Data items »
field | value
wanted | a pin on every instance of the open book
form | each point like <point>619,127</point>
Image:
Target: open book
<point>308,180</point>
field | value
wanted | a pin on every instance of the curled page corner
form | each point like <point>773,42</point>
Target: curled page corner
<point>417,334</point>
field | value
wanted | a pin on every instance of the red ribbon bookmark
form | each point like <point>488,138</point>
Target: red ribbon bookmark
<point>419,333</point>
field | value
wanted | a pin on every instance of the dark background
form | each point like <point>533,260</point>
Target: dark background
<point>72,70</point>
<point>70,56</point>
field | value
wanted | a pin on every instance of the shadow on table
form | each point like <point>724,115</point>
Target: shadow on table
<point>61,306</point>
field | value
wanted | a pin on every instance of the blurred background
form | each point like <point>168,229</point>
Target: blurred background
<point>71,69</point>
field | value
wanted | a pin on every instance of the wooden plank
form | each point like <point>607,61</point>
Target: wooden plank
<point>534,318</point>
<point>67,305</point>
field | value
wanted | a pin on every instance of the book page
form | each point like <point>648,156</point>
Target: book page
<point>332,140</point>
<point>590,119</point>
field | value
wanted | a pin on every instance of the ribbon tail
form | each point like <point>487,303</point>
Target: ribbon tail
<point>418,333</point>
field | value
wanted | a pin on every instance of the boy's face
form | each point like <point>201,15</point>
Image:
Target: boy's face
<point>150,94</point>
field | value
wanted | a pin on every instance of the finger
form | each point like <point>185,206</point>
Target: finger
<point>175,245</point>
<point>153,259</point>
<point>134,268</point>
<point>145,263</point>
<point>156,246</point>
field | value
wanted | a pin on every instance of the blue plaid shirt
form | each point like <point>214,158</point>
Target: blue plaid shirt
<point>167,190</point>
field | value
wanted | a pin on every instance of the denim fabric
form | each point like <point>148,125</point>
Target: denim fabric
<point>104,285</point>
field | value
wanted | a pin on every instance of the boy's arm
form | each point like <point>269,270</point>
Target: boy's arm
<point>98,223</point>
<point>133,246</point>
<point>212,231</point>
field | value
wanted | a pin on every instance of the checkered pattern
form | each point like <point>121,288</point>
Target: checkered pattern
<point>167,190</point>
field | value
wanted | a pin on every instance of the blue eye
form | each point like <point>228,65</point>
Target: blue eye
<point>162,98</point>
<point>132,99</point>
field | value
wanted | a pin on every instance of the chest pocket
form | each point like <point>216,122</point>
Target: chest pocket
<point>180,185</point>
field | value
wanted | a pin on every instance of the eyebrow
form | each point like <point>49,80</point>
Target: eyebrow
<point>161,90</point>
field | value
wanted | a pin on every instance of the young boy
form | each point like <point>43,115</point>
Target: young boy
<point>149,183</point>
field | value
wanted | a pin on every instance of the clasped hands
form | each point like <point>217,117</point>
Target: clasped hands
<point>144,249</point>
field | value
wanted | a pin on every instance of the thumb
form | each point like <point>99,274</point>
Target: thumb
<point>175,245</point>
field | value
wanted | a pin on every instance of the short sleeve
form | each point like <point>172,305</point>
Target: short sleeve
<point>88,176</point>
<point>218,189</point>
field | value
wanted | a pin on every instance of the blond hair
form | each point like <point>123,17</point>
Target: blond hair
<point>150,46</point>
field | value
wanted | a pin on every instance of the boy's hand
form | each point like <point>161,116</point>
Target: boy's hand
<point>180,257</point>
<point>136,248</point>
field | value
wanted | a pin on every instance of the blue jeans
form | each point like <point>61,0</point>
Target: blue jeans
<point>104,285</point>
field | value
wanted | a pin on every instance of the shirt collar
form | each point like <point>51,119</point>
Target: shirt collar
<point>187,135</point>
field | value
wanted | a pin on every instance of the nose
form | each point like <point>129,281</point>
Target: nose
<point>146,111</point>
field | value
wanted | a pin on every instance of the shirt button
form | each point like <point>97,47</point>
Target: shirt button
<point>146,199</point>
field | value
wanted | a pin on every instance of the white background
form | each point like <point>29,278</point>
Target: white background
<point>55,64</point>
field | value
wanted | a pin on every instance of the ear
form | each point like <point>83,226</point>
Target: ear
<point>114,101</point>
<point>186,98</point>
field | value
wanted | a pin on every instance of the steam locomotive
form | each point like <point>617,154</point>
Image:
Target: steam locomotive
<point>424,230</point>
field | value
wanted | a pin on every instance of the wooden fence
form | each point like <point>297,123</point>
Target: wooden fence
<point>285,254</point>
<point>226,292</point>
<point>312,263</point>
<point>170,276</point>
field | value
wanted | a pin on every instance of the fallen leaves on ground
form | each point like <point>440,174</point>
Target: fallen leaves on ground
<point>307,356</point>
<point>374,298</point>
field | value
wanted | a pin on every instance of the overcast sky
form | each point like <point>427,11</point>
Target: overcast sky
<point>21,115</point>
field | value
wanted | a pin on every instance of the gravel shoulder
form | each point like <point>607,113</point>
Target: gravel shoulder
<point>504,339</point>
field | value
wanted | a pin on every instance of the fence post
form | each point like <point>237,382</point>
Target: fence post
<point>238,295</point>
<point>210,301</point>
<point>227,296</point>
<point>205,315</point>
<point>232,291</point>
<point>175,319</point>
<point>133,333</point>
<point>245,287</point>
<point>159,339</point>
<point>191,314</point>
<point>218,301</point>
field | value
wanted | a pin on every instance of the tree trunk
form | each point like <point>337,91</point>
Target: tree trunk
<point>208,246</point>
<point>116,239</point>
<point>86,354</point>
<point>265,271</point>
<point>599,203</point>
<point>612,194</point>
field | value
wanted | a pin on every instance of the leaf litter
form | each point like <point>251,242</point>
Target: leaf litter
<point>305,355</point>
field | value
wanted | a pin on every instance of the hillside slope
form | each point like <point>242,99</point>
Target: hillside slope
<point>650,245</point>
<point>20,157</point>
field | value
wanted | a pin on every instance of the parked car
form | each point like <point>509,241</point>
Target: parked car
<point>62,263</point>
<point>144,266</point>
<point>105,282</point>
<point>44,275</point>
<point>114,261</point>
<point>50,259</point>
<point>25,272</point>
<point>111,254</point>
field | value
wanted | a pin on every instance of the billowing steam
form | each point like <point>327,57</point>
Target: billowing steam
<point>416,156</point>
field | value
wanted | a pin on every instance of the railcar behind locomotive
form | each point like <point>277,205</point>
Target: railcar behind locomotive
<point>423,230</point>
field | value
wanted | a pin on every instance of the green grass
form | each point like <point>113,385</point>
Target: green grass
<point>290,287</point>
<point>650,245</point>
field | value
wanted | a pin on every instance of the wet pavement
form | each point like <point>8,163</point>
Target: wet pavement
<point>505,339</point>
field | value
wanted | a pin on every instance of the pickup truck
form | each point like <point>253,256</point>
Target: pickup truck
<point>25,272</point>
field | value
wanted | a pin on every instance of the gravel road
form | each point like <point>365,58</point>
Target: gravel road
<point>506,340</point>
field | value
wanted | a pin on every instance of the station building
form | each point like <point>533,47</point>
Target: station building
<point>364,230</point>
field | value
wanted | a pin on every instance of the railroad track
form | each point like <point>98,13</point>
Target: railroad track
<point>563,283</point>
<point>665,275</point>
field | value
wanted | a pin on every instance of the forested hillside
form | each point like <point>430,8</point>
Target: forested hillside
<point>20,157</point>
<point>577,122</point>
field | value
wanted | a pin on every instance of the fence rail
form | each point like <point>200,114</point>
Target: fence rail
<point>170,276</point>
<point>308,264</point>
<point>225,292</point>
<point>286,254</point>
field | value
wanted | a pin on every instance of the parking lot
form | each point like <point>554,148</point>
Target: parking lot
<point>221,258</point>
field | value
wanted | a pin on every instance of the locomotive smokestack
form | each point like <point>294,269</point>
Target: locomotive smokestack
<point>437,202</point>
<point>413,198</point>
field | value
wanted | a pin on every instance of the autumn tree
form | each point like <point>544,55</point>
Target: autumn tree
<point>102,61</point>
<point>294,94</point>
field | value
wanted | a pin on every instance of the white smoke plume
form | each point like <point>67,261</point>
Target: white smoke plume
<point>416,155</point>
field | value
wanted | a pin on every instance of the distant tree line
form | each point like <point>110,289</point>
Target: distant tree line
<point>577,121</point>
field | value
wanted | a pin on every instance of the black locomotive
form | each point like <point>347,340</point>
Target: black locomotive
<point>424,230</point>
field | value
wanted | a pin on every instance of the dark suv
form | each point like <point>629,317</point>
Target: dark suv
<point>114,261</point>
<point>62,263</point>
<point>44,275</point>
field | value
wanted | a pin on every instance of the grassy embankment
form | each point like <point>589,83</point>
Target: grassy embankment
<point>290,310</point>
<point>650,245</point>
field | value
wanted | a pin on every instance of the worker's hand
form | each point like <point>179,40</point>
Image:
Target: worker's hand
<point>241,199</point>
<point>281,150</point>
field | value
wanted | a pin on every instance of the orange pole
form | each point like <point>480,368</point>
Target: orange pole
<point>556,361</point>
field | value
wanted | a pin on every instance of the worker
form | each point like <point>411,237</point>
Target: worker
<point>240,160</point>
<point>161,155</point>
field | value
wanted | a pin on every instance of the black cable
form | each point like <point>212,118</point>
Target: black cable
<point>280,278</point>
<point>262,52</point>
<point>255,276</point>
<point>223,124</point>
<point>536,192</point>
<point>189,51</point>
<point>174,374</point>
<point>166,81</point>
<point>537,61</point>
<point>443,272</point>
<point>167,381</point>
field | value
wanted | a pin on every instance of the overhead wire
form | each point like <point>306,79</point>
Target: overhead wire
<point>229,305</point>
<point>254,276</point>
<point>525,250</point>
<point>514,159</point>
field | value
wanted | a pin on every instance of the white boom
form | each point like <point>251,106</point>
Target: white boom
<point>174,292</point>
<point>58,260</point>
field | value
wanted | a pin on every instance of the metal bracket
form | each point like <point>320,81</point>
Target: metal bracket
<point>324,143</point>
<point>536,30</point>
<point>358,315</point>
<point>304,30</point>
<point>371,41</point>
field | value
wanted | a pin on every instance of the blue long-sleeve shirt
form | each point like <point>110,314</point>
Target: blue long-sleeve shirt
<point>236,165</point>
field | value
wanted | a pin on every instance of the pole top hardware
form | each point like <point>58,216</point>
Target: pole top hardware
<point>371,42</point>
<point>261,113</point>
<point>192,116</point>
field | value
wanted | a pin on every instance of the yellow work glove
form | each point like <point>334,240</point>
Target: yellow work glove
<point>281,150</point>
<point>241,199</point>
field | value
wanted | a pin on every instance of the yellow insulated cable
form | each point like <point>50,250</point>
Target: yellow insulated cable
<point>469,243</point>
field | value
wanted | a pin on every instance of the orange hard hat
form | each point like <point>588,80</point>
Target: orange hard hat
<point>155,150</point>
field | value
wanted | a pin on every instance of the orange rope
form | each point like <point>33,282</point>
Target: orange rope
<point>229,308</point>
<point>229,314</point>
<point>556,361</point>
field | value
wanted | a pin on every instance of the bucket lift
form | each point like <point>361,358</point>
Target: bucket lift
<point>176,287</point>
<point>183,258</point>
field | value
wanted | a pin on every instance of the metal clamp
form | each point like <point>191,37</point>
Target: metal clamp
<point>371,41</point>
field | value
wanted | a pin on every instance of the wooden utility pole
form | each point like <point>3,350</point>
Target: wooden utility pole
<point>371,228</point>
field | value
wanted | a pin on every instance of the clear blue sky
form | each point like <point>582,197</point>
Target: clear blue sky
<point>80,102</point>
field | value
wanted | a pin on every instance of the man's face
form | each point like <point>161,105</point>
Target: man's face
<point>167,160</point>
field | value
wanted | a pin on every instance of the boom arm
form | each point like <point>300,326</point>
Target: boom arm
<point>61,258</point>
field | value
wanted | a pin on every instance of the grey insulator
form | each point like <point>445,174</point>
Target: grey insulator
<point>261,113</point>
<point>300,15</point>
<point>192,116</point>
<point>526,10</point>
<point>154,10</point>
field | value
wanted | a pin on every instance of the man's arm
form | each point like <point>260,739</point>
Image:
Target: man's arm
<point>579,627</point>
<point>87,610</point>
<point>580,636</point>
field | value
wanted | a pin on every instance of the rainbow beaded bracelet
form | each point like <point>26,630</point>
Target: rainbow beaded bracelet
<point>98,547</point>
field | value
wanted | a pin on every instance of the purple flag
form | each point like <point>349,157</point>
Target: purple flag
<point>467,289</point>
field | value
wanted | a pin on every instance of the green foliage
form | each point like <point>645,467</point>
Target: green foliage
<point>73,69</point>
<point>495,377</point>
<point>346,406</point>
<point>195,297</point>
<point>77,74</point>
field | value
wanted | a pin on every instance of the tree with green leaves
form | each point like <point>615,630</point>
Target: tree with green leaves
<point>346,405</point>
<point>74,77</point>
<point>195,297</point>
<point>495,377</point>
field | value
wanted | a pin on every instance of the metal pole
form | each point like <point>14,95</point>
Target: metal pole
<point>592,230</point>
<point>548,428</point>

Requirement »
Copy out the entries above exactly as given, starting at the top and ending with the line containing "wanted | a pin on every instance of the boy's arm"; include both and nothing more.

Answer to this problem »
field | value
wanted | a pin on every instance of the open book
form | each point like <point>619,127</point>
Image:
Target: open book
<point>308,180</point>
field | value
wanted | a pin on every instance of the curled page corner
form | each point like <point>773,42</point>
Target: curled page corner
<point>417,334</point>
field | value
wanted | a pin on every instance of the red ribbon bookmark
form | each point like <point>488,138</point>
Target: red ribbon bookmark
<point>419,333</point>
field | value
wanted | a pin on every instance of the dark background
form | each point like <point>533,260</point>
Target: dark background
<point>72,70</point>
<point>70,56</point>
field | value
wanted | a pin on every instance of the shadow on table
form | each point like <point>724,115</point>
Target: shadow on table
<point>61,306</point>
field | value
wanted | a pin on every instance of the blurred background
form | each point like <point>168,229</point>
Target: blurred background
<point>71,69</point>
field | value
wanted | a pin on every instance of the wooden plank
form | each point like <point>607,61</point>
Target: wooden plank
<point>534,318</point>
<point>67,305</point>
field | value
wanted | a pin on every instance of the book page
form | each point like <point>648,156</point>
Target: book page
<point>332,140</point>
<point>590,119</point>
field | value
wanted | a pin on every instance of the ribbon tail
form | each point like <point>487,303</point>
Target: ribbon tail
<point>418,333</point>
field | value
wanted | a pin on every instance of the boy's face
form | each point like <point>201,15</point>
Image:
Target: boy's face
<point>150,94</point>
field | value
wanted | a pin on every instance of the finger
form | each point like <point>185,206</point>
Target: finger
<point>175,245</point>
<point>153,259</point>
<point>134,268</point>
<point>145,263</point>
<point>156,246</point>
field | value
wanted | a pin on every instance of the blue plaid shirt
form | each point like <point>214,158</point>
Target: blue plaid shirt
<point>167,190</point>
field | value
wanted | a pin on every instance of the denim fabric
form | each point like <point>148,125</point>
Target: denim fabric
<point>104,285</point>
field | value
wanted | a pin on every instance of the boy's arm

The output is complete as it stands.